- [MATERIAL FOR THIS TASK]:
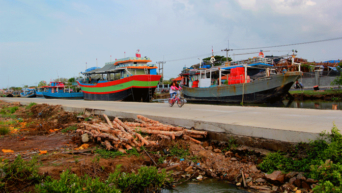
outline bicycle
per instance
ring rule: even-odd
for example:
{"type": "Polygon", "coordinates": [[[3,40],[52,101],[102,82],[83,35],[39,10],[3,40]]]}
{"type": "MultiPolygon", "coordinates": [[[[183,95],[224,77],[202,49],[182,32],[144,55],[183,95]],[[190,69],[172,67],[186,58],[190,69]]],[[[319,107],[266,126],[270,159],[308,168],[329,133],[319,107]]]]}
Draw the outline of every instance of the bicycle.
{"type": "Polygon", "coordinates": [[[184,100],[181,97],[181,94],[179,92],[174,98],[170,98],[169,99],[169,105],[170,107],[172,107],[176,101],[177,105],[178,105],[178,107],[182,107],[182,106],[184,105],[184,100]]]}

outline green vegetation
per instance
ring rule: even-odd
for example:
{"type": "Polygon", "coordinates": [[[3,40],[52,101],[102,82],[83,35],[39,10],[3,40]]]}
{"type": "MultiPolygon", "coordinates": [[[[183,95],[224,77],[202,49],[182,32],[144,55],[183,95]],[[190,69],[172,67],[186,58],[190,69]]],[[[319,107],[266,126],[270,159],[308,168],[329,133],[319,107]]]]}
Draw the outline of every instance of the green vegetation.
{"type": "Polygon", "coordinates": [[[165,171],[158,173],[155,167],[144,166],[137,174],[126,174],[118,165],[104,182],[87,175],[78,176],[69,170],[60,174],[60,179],[48,177],[43,183],[36,185],[38,193],[146,193],[160,189],[166,182],[165,171]],[[121,191],[121,192],[120,192],[121,191]]]}
{"type": "Polygon", "coordinates": [[[0,136],[7,135],[11,131],[9,129],[5,126],[0,126],[0,136]]]}
{"type": "Polygon", "coordinates": [[[342,193],[342,135],[334,124],[331,133],[323,133],[321,136],[322,138],[308,143],[303,150],[306,157],[296,158],[295,152],[293,158],[280,152],[270,153],[259,167],[269,173],[275,170],[305,172],[308,177],[319,180],[315,192],[342,193]]]}
{"type": "Polygon", "coordinates": [[[65,129],[63,129],[60,130],[62,133],[67,133],[69,131],[75,131],[77,129],[77,126],[76,125],[69,126],[65,129]]]}
{"type": "Polygon", "coordinates": [[[154,192],[166,182],[166,174],[163,170],[158,173],[155,167],[143,166],[138,174],[126,174],[120,171],[120,165],[115,171],[110,174],[107,183],[114,184],[123,193],[154,192]]]}
{"type": "Polygon", "coordinates": [[[0,163],[0,191],[6,192],[13,187],[23,187],[39,182],[41,176],[38,174],[36,160],[33,158],[26,162],[19,155],[10,163],[7,160],[0,163]]]}
{"type": "Polygon", "coordinates": [[[101,182],[99,178],[93,179],[86,174],[78,176],[69,170],[63,172],[60,176],[58,180],[48,176],[43,184],[36,185],[37,193],[120,193],[109,183],[101,182]]]}
{"type": "Polygon", "coordinates": [[[25,108],[25,109],[31,109],[31,107],[32,107],[32,106],[33,106],[34,105],[37,105],[37,103],[31,103],[29,104],[29,105],[28,105],[28,106],[25,108]]]}
{"type": "MultiPolygon", "coordinates": [[[[96,149],[94,151],[96,153],[99,154],[100,157],[105,159],[114,158],[117,156],[126,155],[117,150],[108,151],[104,149],[96,149]]],[[[126,152],[129,155],[135,155],[137,157],[140,156],[140,154],[139,154],[135,147],[133,147],[132,149],[126,150],[126,152]]]]}

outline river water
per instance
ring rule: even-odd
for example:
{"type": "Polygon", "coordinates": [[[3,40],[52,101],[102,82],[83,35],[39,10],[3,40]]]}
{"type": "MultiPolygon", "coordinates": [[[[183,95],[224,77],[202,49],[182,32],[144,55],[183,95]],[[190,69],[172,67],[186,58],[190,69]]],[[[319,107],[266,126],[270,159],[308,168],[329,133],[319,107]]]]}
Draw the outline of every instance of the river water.
{"type": "MultiPolygon", "coordinates": [[[[189,104],[206,104],[214,105],[225,105],[233,106],[242,106],[237,103],[220,103],[213,102],[188,102],[189,104]]],[[[321,100],[292,101],[285,100],[276,103],[245,103],[244,106],[256,106],[263,107],[276,107],[283,108],[313,109],[322,110],[332,110],[333,105],[337,105],[337,109],[342,110],[342,101],[330,101],[321,100]]]]}
{"type": "Polygon", "coordinates": [[[181,184],[173,189],[164,189],[162,193],[247,193],[224,180],[207,178],[202,181],[190,181],[181,184]]]}

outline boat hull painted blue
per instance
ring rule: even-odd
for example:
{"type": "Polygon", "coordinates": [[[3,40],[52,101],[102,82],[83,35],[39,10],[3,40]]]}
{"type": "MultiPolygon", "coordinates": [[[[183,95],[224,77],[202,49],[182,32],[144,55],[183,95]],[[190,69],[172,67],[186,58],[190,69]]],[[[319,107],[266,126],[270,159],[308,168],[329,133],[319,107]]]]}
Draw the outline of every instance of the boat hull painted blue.
{"type": "Polygon", "coordinates": [[[50,93],[43,92],[43,96],[46,99],[83,99],[83,93],[82,92],[70,92],[70,93],[50,93]]]}

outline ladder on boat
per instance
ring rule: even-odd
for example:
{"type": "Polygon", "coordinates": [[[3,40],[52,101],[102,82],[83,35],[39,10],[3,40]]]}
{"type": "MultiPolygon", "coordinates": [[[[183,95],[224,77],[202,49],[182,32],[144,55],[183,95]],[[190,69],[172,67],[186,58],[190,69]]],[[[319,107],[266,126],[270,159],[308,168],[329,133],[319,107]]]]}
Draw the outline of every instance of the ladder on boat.
{"type": "Polygon", "coordinates": [[[151,75],[148,75],[148,101],[151,102],[152,101],[152,88],[151,87],[151,75]]]}
{"type": "Polygon", "coordinates": [[[145,71],[145,74],[147,75],[147,79],[148,81],[148,101],[151,102],[152,101],[152,87],[151,87],[151,84],[152,84],[151,81],[152,80],[151,79],[151,75],[149,75],[148,73],[148,69],[147,69],[147,67],[145,67],[143,68],[144,70],[145,71]]]}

- [WHAT YOU SHOULD DO]: Render the listing above as a Markdown table with the columns Row and Text, one numbered row per line. Skip blank lines and leave out the pictures.

- [RESULT BELOW]:
| Row | Text |
|---|---|
| 1 | outline bicycle |
| 2 | per instance |
| 3 | ring rule: even-odd |
| 4 | for example: |
| 5 | {"type": "Polygon", "coordinates": [[[3,40],[52,101],[102,82],[83,35],[39,10],[3,40]]]} |
| 6 | {"type": "MultiPolygon", "coordinates": [[[[183,95],[224,77],[202,49],[182,32],[144,55],[183,95]],[[190,69],[172,67],[186,58],[190,69]]],[[[319,107],[266,126],[270,159],[308,168],[329,133],[319,107]]]]} |
| 7 | Draw the outline of every instance of the bicycle. |
| 8 | {"type": "Polygon", "coordinates": [[[184,100],[181,97],[181,94],[179,92],[174,98],[170,98],[169,99],[169,105],[170,107],[172,107],[176,101],[177,105],[178,105],[178,107],[182,107],[182,106],[184,105],[184,100]]]} |
| 9 | outline green vegetation |
| 10 | per instance |
| 11 | ring rule: even-odd |
| 12 | for example: |
| 13 | {"type": "Polygon", "coordinates": [[[3,40],[52,101],[102,82],[83,35],[39,10],[3,40]]]} |
| 14 | {"type": "MultiPolygon", "coordinates": [[[[183,95],[224,77],[202,49],[182,32],[144,55],[183,95]],[[190,69],[172,67],[186,58],[190,69]]],[[[319,107],[266,126],[270,159],[308,168],[329,133],[319,107]]]]} |
| 15 | Draw the outline of every instance of the green vegetation. |
| 16 | {"type": "Polygon", "coordinates": [[[165,171],[158,173],[155,167],[144,166],[137,174],[126,174],[118,165],[104,182],[87,175],[78,176],[69,170],[60,174],[60,179],[48,177],[43,183],[36,185],[38,193],[146,193],[160,189],[166,182],[165,171]],[[121,191],[121,192],[120,192],[121,191]]]} |
| 17 | {"type": "Polygon", "coordinates": [[[0,136],[7,135],[11,131],[9,129],[5,126],[0,126],[0,136]]]} |
| 18 | {"type": "Polygon", "coordinates": [[[342,193],[342,135],[334,124],[331,133],[323,133],[321,136],[322,138],[308,143],[303,150],[306,157],[296,158],[295,152],[293,158],[280,152],[270,153],[259,167],[269,173],[275,170],[305,172],[308,177],[319,180],[315,192],[342,193]]]} |
| 19 | {"type": "Polygon", "coordinates": [[[65,129],[63,129],[60,130],[62,133],[67,133],[69,131],[75,131],[77,129],[77,126],[76,125],[69,126],[65,129]]]} |
| 20 | {"type": "Polygon", "coordinates": [[[154,192],[166,182],[166,174],[163,170],[158,173],[155,167],[143,166],[138,174],[126,174],[120,171],[120,165],[115,171],[110,174],[107,183],[114,184],[123,193],[154,192]]]} |
| 21 | {"type": "Polygon", "coordinates": [[[0,163],[0,191],[6,192],[13,187],[23,187],[39,182],[41,176],[38,174],[36,160],[33,158],[26,162],[19,155],[10,163],[7,160],[0,163]]]} |
| 22 | {"type": "Polygon", "coordinates": [[[101,182],[99,178],[93,179],[86,174],[78,176],[69,170],[63,172],[60,176],[58,180],[48,176],[43,184],[36,185],[37,193],[120,193],[109,183],[101,182]]]} |
| 23 | {"type": "Polygon", "coordinates": [[[25,108],[25,109],[31,109],[31,107],[32,107],[32,106],[33,106],[34,105],[37,105],[37,103],[31,103],[29,104],[29,105],[28,105],[28,106],[25,108]]]} |
| 24 | {"type": "MultiPolygon", "coordinates": [[[[96,149],[94,151],[96,153],[99,154],[100,157],[105,159],[114,158],[117,156],[126,155],[117,150],[108,151],[104,149],[96,149]]],[[[126,152],[129,155],[135,155],[137,157],[140,156],[140,154],[139,154],[135,147],[133,147],[132,149],[126,150],[126,152]]]]} |
| 25 | outline river water |
| 26 | per instance |
| 27 | ring rule: even-odd |
| 28 | for example: |
| 29 | {"type": "Polygon", "coordinates": [[[3,40],[52,101],[102,82],[83,35],[39,10],[3,40]]]} |
| 30 | {"type": "MultiPolygon", "coordinates": [[[[183,95],[224,77],[202,49],[182,32],[144,55],[183,95]],[[190,69],[172,67],[186,58],[190,69]]],[[[319,107],[266,126],[270,159],[308,168],[329,133],[319,107]]]]} |
| 31 | Draw the outline of every instance of the river water. |
| 32 | {"type": "MultiPolygon", "coordinates": [[[[189,104],[206,104],[214,105],[225,105],[233,106],[242,106],[237,103],[220,103],[213,102],[188,102],[189,104]]],[[[321,100],[292,101],[285,100],[276,103],[245,103],[244,106],[256,106],[263,107],[276,107],[283,108],[313,109],[322,110],[332,110],[333,105],[337,105],[337,109],[342,110],[342,101],[330,101],[321,100]]]]} |
| 33 | {"type": "Polygon", "coordinates": [[[181,184],[173,189],[164,189],[162,193],[247,193],[224,180],[207,178],[202,181],[190,181],[181,184]]]} |
| 34 | outline boat hull painted blue |
| 35 | per instance |
| 36 | ring rule: even-odd |
| 37 | for example: |
| 38 | {"type": "Polygon", "coordinates": [[[3,40],[52,101],[102,82],[83,35],[39,10],[3,40]]]} |
| 39 | {"type": "MultiPolygon", "coordinates": [[[[183,95],[224,77],[202,49],[182,32],[144,55],[183,95]],[[190,69],[172,67],[186,58],[190,69]]],[[[319,107],[266,126],[270,159],[308,168],[329,133],[319,107]]]]} |
| 40 | Draw the outline of every instance of the boat hull painted blue. |
| 41 | {"type": "Polygon", "coordinates": [[[50,93],[43,92],[43,96],[46,99],[83,99],[83,93],[82,92],[70,92],[70,93],[50,93]]]} |
| 42 | outline ladder on boat |
| 43 | per instance |
| 44 | ring rule: even-odd |
| 45 | for example: |
| 46 | {"type": "Polygon", "coordinates": [[[3,40],[52,101],[102,82],[83,35],[39,10],[3,40]]]} |
| 47 | {"type": "MultiPolygon", "coordinates": [[[[183,95],[224,77],[202,49],[182,32],[144,55],[183,95]],[[190,69],[172,67],[186,58],[190,69]]],[[[319,107],[266,126],[270,159],[308,168],[329,133],[319,107]]]]} |
| 48 | Draw the outline of every instance of the ladder on boat. |
| 49 | {"type": "Polygon", "coordinates": [[[151,75],[148,75],[148,101],[151,102],[152,101],[152,88],[151,87],[151,75]]]} |
| 50 | {"type": "Polygon", "coordinates": [[[145,71],[145,74],[147,75],[147,79],[148,81],[148,101],[151,102],[152,101],[152,87],[151,87],[151,84],[152,84],[151,81],[152,80],[151,79],[151,75],[149,75],[148,73],[148,69],[147,69],[147,67],[145,67],[143,68],[144,70],[145,71]]]} |